### The task
Continue the memoir passage about a childhood spent dreading sexual violence, starting right after its last sentence.

### Excerpted passage
I have feared that I would be next my entire life. I was taught to fear early. My mother spoke incessantly about cases of rape and molestation within our extended family and broadened her anthology of assault to include true-crime books, the news, and a long historical lens, curating abuse stories in her brain’s canon and mine too. When I was 4 or 5, she’d told me, as we drove to the Inland Center or Carousel Mall, about a girl who had been raped near the very overpass we were on at the moment. “She was only 5, and the man cut off her arms and legs and then tossed her over the pass.” I don’t know why she told me, especially at that age or in the very location of the crime. But the story became etched in my mind — even on my young body, which I came to associate only with the fear of pain — along with the family lore, which held that basically every girl or woman in every generation we could trace had been sexually abused, some set on fire and additionally tortured. That some of us were even the products of incest or rape. With this knowledge, I cultivated survivor’s remorse before I knew the phrase, and I waited, waited always for my turn. My mother did, too, asking me at frequent intervals whether anyone had touched me “there,” calling my friends’ parents before I could play at their houses to check for older brothers, fathers, stepfathers, uncles. A girl child, I learned, like Alice Walker’s Celie, was not only unsafe in a house full of men but everywhere. The older I grew, the more she told me. For instance, she described how speculum exams at the gynecologist had always hurt her. “How big is the speculum?” I asked, eyes wide. “About as wide as a tape cassette,” she said. “They always hurt me, even though I’ve had three children.” Vaginas, I intuited, were vehicles for pain, and sexual acts and medical procedures were their drivers.

My official lessons on childbirth and sexual intercourse followed similar patterns. “Of course, it hurts,” my mother said each time I asked about birth or penetration, usually during car rides home from school. She held up one fist, closed with an opening between her thumb and forefinger about as big as a pistachio. “Imagine a big fist,” she said, using her other hand” — neither on the steering wheel now, though she remains an expert at eating and painting her nails while driving — “mashing and mashing against a little hole.” For her explanation of childbirth, the pistachio fist remained the same, while the other fist grew in aggression and size. “Imagine a little hole and a watermelon trying to push through it,” she said, mashing and mashing the watermelon hand against the nut one. Vaginas, sex, birth — all bad, I concluded. And it didn’t help that I’d seen pictures of my own delivery, the blue hospital sheets covered in blood, and my melon head stretching and ripping a body, my mother’s body. “You would have been born on June 5th instead of 6th if you hadn’t slowpoked through 18 hours of labor,” she has reminded me more than once. My parents kept hiding the labor and delivery pictures because I obsessively sought them out, a compulsion for self-harm already budding before I was even 6 years old, Alongside this was a deep-seated fear that rape was inevitable. For years, I thought that I had only been spared “so far,” but as the first girl born in my household, my day would come. First girls were always the target in the family pattern. Second girls too. By elementary school, I’d come to put more stock in the idea that one day my rapist would come than that my prince would.

### Collected material
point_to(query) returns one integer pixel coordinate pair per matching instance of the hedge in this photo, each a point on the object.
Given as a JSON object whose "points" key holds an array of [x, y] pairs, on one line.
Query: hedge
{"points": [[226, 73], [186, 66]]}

### Exercise response
And I experienced, but thank God, always escaped — near attempts of other kinds of sexual violence: a strange man following me on a bike until I lost him by turning down a narrow corner; plenty of street harassment, first complimentary and then profane; a pervert masturbating at me in the corner of a subway station as I ran toward the light of the street upstairs; an older, distant cousin who wanted to “play a special game” that involved her hands moving under the covers up my thighs, higher and higher, until I started yelling and threatening to tell an adult. Though, to quote Winston Churchill far from his original context, “I felt as if I were walking with Destiny, and that all my life had been but a preparation for this hour and this trial,” when the moment in Allison’s room arose, I froze. I did not immediately understand what was happening to Allison in my presence as sexual assault. I heard her nos, and then I heard her moan with pleasure, and in my mental calculus, the two canceled each other out, creating consent.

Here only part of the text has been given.